## Information:
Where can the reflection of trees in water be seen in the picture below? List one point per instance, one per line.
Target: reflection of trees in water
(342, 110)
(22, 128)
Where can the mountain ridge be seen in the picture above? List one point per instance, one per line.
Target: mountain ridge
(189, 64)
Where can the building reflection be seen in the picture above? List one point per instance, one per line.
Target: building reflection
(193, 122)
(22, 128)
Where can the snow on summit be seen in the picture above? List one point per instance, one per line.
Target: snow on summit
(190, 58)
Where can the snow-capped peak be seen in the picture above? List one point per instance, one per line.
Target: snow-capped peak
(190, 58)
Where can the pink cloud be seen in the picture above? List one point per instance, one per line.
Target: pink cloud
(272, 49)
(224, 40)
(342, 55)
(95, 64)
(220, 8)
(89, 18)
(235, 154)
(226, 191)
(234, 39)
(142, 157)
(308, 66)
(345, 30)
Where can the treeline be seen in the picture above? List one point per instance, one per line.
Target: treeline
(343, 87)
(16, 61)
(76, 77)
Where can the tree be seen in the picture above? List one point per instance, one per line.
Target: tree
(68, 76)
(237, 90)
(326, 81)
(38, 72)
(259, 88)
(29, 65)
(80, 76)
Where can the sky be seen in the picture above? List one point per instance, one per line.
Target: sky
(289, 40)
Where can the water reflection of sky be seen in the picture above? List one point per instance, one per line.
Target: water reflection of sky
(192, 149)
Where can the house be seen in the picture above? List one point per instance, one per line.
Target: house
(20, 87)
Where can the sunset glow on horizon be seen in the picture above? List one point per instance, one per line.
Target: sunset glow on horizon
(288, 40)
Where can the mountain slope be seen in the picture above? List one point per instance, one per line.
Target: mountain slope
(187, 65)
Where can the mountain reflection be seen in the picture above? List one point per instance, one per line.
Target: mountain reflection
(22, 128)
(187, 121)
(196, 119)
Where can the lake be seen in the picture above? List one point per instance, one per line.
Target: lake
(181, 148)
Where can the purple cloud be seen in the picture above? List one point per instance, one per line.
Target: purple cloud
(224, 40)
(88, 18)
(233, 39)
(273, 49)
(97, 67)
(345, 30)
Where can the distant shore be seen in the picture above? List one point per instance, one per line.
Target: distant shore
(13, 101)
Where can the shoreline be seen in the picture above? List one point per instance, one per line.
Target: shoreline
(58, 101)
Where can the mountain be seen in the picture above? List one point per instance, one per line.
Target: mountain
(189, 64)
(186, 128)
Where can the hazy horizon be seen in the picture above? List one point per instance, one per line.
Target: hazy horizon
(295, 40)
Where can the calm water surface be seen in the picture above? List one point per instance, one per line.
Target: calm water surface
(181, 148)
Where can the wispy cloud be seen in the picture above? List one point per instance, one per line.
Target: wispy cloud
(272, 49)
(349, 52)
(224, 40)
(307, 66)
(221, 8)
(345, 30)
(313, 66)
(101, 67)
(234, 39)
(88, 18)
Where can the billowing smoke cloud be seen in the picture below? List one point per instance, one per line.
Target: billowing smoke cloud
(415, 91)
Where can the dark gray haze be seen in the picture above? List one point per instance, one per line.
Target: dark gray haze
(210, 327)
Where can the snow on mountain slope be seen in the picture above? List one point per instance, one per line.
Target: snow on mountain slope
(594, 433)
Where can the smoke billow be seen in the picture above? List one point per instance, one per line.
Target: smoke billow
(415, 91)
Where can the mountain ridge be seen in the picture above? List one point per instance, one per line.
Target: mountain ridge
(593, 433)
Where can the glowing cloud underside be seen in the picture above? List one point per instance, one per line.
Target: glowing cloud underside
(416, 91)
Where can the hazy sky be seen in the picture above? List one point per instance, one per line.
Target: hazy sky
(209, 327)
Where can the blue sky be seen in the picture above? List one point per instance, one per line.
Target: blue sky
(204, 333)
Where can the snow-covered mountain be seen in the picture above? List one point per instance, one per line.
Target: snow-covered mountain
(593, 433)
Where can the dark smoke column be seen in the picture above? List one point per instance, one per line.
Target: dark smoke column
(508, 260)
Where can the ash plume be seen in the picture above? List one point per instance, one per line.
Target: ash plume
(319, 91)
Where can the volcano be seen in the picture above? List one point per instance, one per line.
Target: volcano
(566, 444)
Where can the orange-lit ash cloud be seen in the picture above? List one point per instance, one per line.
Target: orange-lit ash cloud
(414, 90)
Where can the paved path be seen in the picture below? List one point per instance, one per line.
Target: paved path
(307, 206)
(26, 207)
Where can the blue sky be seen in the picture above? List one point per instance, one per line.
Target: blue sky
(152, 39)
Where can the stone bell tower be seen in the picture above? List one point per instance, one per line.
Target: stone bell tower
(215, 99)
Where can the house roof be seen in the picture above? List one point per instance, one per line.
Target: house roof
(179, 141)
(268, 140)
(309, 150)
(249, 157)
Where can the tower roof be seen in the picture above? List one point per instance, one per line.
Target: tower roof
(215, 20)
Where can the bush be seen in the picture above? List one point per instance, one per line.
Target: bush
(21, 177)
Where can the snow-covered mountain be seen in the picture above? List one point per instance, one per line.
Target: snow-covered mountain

## Problem details:
Set the whole listing down again, unchanged.

## Task solution:
Where can the reflection of trees in water be seen in the picture below? List one point per instance, one per line.
Target: reflection of trees in water
(342, 110)
(22, 128)
Where can the mountain ridge be seen in the picture above? List one point per instance, one per line.
Target: mountain ridge
(189, 64)
Where can the building reflection be seen in the picture above? List one point per instance, one per line.
Target: building reflection
(193, 122)
(22, 128)
Where can the snow on summit be seen in the picture above? List one point per instance, one per line.
Target: snow on summit
(190, 58)
Where can the snow-capped peak be seen in the picture above? List one point per instance, one per line.
Target: snow-capped peak
(190, 58)
Where can the pink cloud be seen in the picture above? List one point per instance, one per line.
Target: pink cloud
(272, 49)
(224, 40)
(342, 55)
(95, 64)
(220, 8)
(89, 18)
(235, 154)
(226, 191)
(234, 39)
(142, 157)
(308, 66)
(345, 30)
Where can the treeline be seen in the picture above? List one point per instance, one per line.
Target: treeline
(343, 87)
(16, 61)
(76, 77)
Where can the tree be seen in the picture above? List one point per instance, one per line.
Target: tree
(68, 76)
(237, 90)
(326, 81)
(38, 72)
(259, 88)
(29, 65)
(80, 76)
Where can the sky be seen in the picture above? List one point per instance, one per line.
Target: sky
(289, 40)
Where can the water reflection of sky be seen in the picture above? List one point per instance, one per line.
Target: water reflection of sky
(192, 149)
Where can the house be seen in the picture above? List one point per instance, one per line.
Target: house
(20, 87)
Where can the sunset glow on horizon be seen in the picture above? List one point per instance, one per line.
Target: sunset glow on horizon
(288, 40)
Where can the mountain slope be seen in the picture above? List one point per instance, one per line.
Target: mountain slope
(187, 65)
Where can the mountain reflection be seen in the picture above? List one point per instance, one per line.
Target: mountain reflection
(22, 128)
(187, 121)
(196, 119)
Where can the lake be seen in the picture above? List one point per instance, one per line.
Target: lake
(181, 148)
Where can the purple cloud be seen in the picture above? List one point per instance, one per line.
Target: purple cloud
(224, 40)
(88, 18)
(233, 39)
(273, 49)
(97, 67)
(345, 30)
Where can the distant shore be seen in the picture above? List one point per instance, one per line.
Target: distant shore
(13, 101)
Where can the shoreline be seen in the picture above? List one point per instance, one per line.
Target: shoreline
(58, 101)
Where can the mountain be seen in the picture above? List one point per instance, one per line.
Target: mountain
(189, 64)
(186, 128)
Where can the hazy horizon be seen in the picture above? List one point per instance, one per line.
Target: hazy horizon
(295, 40)
Where can the calm water surface be seen in the picture above? List one point per instance, one per line.
Target: calm water surface
(181, 148)
Where can the wispy cloud be seen in the picture above? List one point per instance, one per line.
Target: wispy cloud
(272, 49)
(349, 52)
(224, 40)
(307, 66)
(221, 8)
(345, 30)
(313, 66)
(101, 67)
(234, 39)
(88, 18)
Where can the billowing smoke cloud be seen in the picture below? List one point per instance, one per line.
Target: billowing smoke cloud
(415, 91)
Where can the dark gray haze be seen in the picture above? List one point per instance, one per line.
Target: dark gray haze
(210, 327)
Where can the snow on mountain slope be seen in the picture above? List one point per instance, one per line.
Target: snow on mountain slope
(594, 433)
Where can the smoke billow be seen in the picture above? List one point per instance, one per line.
Target: smoke billow
(415, 91)
Where can the mountain ridge be seen in the picture above? List one point per instance, one per line.
Target: mountain ridge
(593, 433)
Where can the glowing cloud underside be seen in the picture above? List one point per instance, one per line.
Target: glowing cloud underside
(416, 91)
Where can the hazy sky be seen in the picture above? List one point per instance, one per line.
Target: hazy sky
(209, 327)
Where can the blue sky be seen in the picture above? List one point per instance, one per line.
Target: blue sky
(204, 333)
Where can the snow-covered mountain be seen in the picture above? List one point per instance, one per line.
Target: snow-covered mountain
(593, 433)
Where can the dark smoke column be seen in the picture above? List one point per instance, one per line.
Target: dark smoke column
(508, 260)
Where can the ash plume be seen in the picture above? List one point per instance, one per line.
Target: ash plume
(319, 91)
Where can the volcano be seen in the picture above? List one point per instance, one per line.
Target: volcano
(566, 444)
Where can the orange-lit ash cloud be seen in the picture above? List one point per instance, one per line.
Target: orange-lit ash cloud
(414, 90)
Where can the paved path be seen in the picture below? List one point per instance, one per line.
Target: paved path
(307, 206)
(26, 207)
Where can the blue sky be seen in the picture above? List one point per instance, one per line.
Target: blue sky
(152, 39)
Where can the stone bell tower be seen in the picture above? List one point per instance, one per line.
Target: stone bell tower
(215, 99)
Where can the house roof be seen in the picture above? List one point per instance, one per line.
Target: house roof
(179, 141)
(268, 140)
(309, 150)
(249, 157)
Where can the tower roof be seen in the picture above? List one point per instance, one per line.
Target: tower roof
(215, 20)
Where can the bush be seen in the picture above? List one point per instance, one per line.
Target: bush
(21, 177)
Where can the snow-covered mountain be seen in the picture above? List one point per instance, one per line.
Target: snow-covered mountain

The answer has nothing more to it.